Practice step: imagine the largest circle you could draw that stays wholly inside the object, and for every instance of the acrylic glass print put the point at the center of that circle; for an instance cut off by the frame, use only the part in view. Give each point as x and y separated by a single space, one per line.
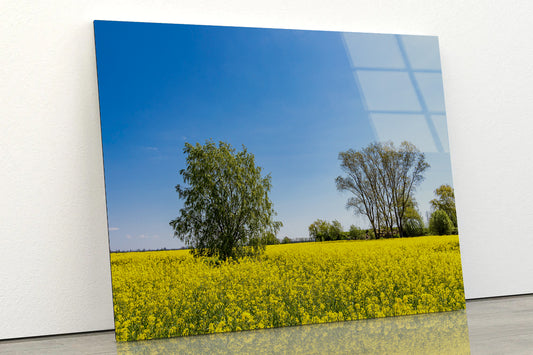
260 178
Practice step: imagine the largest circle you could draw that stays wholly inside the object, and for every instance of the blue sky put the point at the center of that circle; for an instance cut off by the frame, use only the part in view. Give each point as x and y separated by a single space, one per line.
295 99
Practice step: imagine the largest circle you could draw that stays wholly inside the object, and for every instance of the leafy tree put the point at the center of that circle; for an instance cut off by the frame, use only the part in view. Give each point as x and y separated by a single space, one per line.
382 179
269 238
319 230
445 201
440 223
226 209
414 224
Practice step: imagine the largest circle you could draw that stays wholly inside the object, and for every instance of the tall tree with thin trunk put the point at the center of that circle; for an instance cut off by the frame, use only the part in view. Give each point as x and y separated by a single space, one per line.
226 210
382 179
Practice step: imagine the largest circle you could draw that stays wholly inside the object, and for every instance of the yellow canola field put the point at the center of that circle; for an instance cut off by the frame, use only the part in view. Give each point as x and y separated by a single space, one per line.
170 293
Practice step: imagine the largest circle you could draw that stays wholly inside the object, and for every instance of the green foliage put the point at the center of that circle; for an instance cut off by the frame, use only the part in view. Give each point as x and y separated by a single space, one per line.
226 209
382 179
445 201
356 233
413 227
269 238
440 223
319 230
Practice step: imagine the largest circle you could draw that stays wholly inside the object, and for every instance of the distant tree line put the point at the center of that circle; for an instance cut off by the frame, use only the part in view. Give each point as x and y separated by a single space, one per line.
442 221
227 212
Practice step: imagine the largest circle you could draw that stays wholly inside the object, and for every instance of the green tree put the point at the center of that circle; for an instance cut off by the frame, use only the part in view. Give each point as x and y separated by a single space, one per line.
413 225
335 231
356 233
382 180
226 209
269 238
440 223
319 230
445 201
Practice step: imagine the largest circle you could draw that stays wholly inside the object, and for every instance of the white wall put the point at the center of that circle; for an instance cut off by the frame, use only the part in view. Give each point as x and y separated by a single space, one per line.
54 261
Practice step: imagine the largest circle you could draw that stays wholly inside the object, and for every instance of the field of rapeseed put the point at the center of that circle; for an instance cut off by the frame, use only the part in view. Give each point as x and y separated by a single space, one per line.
170 293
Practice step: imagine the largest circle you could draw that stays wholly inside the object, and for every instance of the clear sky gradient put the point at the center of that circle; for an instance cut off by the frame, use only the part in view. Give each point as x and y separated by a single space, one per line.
295 99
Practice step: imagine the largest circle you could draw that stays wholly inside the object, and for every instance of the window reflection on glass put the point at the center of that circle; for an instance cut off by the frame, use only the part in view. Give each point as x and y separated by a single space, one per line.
399 78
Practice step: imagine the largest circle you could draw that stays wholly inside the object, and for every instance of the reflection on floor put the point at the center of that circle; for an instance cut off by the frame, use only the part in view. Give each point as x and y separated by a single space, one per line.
496 326
445 332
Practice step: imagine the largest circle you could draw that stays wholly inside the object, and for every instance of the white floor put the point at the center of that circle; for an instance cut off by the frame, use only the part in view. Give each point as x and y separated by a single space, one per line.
489 326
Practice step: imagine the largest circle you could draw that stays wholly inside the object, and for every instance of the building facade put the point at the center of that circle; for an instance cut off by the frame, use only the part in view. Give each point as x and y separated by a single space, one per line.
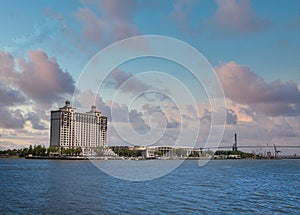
70 129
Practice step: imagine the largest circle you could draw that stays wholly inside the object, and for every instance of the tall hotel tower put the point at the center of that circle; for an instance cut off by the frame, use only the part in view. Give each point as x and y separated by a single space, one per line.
71 129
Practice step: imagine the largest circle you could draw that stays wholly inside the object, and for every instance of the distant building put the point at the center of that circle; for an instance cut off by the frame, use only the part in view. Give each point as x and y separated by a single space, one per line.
70 129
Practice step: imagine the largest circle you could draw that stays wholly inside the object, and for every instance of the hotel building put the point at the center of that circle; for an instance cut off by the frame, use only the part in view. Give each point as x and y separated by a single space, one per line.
72 129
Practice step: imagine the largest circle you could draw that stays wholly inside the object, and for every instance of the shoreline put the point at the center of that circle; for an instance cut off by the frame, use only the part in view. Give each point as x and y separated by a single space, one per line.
140 159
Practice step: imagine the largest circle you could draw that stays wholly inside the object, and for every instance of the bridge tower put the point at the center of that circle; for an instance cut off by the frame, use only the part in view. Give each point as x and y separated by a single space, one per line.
234 146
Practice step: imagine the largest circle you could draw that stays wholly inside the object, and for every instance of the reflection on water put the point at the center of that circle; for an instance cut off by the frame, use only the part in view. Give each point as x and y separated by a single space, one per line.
78 187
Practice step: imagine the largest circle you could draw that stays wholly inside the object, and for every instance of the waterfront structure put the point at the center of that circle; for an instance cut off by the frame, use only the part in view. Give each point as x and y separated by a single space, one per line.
234 146
71 129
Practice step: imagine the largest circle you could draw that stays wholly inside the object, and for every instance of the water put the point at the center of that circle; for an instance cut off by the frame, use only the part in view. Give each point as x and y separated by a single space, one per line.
221 187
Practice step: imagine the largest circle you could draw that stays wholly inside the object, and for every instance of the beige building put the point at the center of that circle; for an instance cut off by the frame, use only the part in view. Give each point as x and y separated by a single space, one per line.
71 129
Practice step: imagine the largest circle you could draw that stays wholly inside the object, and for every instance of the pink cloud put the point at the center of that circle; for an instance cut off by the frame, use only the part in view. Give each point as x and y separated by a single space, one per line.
· · · · · · ·
__GIVEN TASK__. Write out every record above exactly as it stands, but leave out the pictures.

__EXPECTED ANSWER__.
Practice step: imagine the largest circle you could draw that stays wholly inside the object, and for every instance of the acrylic glass print put the point at the center of that circle; for an instance cut off by the frame, use only the part in view. Give each point as x and y separated by a single space, one per line.
260 178
Practice step: imagine the largest circle you could draw that stays wholly inside the object, and for every instance of the blue sky put the point at the center of that circle; for an instance cut off by the frame, use only the part in view. Give each point as x and y separated by a single space, one per line.
295 99
Practice step: imagine the largest circle you could draw that stays wholly inside the object, and for every instance of the leafy tree put the point at the center of that circle; for an instance cut off by the frame, use only the part in view. Give each point as x and y separated by a single space, one per line.
382 179
269 238
319 230
445 201
440 223
226 209
414 224
Practice step: imagine the largest circle you could draw that stays wholly inside the object, and for every instance of the tall tree with thin trunk put the point at the center of that circle; for an instance cut off by the frame, use only the part in view. Give each point as x and y separated by a single space, one per line.
226 210
382 179
Practice step: imagine the largest circle you could draw that stays wholly inside the object, and for every instance of the yellow canola field put the point at the center of that circle; for an instance cut off by the frame, use only the part in view. Give each point as x and y separated by a single space, one per line.
170 293
Practice step: imagine the largest circle you could draw that stays wholly inside the object, and for every instance of the green foliage put the point at the center of that circle; for an instance cut off by the frame, use only the part in view. Give each point as x and y separated by a single space, one per line.
226 209
382 179
445 201
356 233
413 227
269 238
440 223
319 230
Practice step: imagine the largest circle you could draw that stays wholly inside the object, and for every instance of the distant tree line put the point at the center of that circle; for an instance cut off by the frame, use only the part in view. Give each point as x and y separated by a single space, one per line.
442 221
227 212
Practice step: imagine the largest circle you could draw that stays wholly inside the object, and for every instance of the green tree put the point at the center of that circle; for an instance cut off by the frame, use only the part in view. Give each point as x and y separated by a single space, one per line.
413 225
335 231
356 233
382 180
226 209
269 238
440 223
319 230
445 201
Practice step: imagine the largest circle you could draw that stays wholly inside the object, and for every instance of the white wall put the point at the center of that circle; for an instance cut off by the frame, use only the part in view. Give each point as x and y separated by a single space, one per line.
54 261
Practice step: imagine the largest circle you could draw that stays wholly inside the object, and for every instance of the field of rapeseed put the point at the center of that circle; for an instance cut off by the frame, use only the part in view. Give each point as x and y separated by a single space, one per line.
170 293
Practice step: imagine the largest circle you could draw that stays wholly inside the object, and for every instance of the clear sky gradient put the point at the center of that circle; for an instance cut off by the frame, use only the part in view. Give each point as x and y separated by a single space, one per line.
295 99
Practice step: imagine the largest circle you could draw that stays wholly inside the object, and for every instance of the window reflection on glass put the point at the center of that circle; for an instance cut off by the frame, use only the part in view. Give each point as x and y separated by a single space, one per line.
399 78
Practice step: imagine the largest circle you could draw that stays wholly inside the object, and for every instance of the reflection on floor put the point at the center of that circle; for an instance cut off by the frame, use only the part in view. Give each point as x and y separated by a single space, one per line.
496 326
445 332
Practice step: imagine the largest circle you could draw that stays wholly inside the object, and for every instance of the white floor put the point at the center of that circle; for an instance cut off by the frame, use only the part in view. Give each point as x and y separated by a single space, one per line.
489 326
Practice step: imagine the largest circle you could draw that stays wholly inside the object, and for every instance of the building facade put the point at the center of that circle; for an instance cut off by the frame, use only the part in view. Give each point as x and y separated by a single space, one per line.
70 129
Practice step: imagine the largest circle you could draw that stays wholly inside the object, and for every instance of the tall hotel tower put the point at the center of that circle; for an instance cut off by the frame, use only the part in view. Give each point as x and y separated by a single space, one per line.
71 129
Practice step: imagine the largest circle you could draw that stays wholly inside the object, and for every instance of the distant building put the point at the center of that circle; for an instance cut off by the frame, use only the part in view. Give each point as x and y separated by a single space, one per line.
70 129
Practice step: imagine the largest circle you could draw that stays wholly inside the object, and for every instance of the hotel building put the point at the center of that circle; for an instance cut off by the frame, use only the part in view. Give each point as x and y separated by a single space, one per line.
72 129
Practice step: imagine the largest circle you could draw that stays wholly inside the object, and for every instance of the shoreline put the point at the center of that circle; for an instance cut off by the frame, use only the part in view. Give each point as x and y separated by a single space, one per line.
140 159
Practice step: imagine the largest circle you could draw that stays wholly inside the object, and for every instance of the bridge tower put the point at the center of that circle; for an instance cut off by the frame, use only the part in view. Give each point as x and y separated by a single space, one per line.
234 146
Practice step: imagine the largest circle you could draw that stays wholly inside the object, and for every instance of the reflection on water put the point at the center of that circle; for an instance cut off by the frame, use only the part in view. Give each point as x and y separated by a single space, one per line.
78 187
Practice step: imagine the largest circle you could draw that stays wholly inside the object, and for every instance of the waterfront structure put the point at the center of that circle; for an instance cut off by the frame, use only the part in view. Give each point as x and y separated by a single space, one per line.
234 146
71 129
Practice step: imagine the largest circle you could draw that stays wholly inside the object, and for every instance of the water put the point at the center of that circle; for an instance cut off by the frame, use only the part in view. Give each point as x and y separated by a single space, one per line.
221 187
Practice step: imagine the largest circle you could draw that stays wholly inside the object, and for every instance of the beige building put the point at the center of that circle; for an instance cut off by the frame, use only the part in view. Give each point as x and y separated by a single space, one per line.
71 129
Practice step: imagine the largest circle you could draw that stays wholly inside the object, and for every instance of the pink cloud put the point at the center of that circle; for an instance cut off by the frame, use only the part in view. Give each point as x and y separated by a single space, one per line.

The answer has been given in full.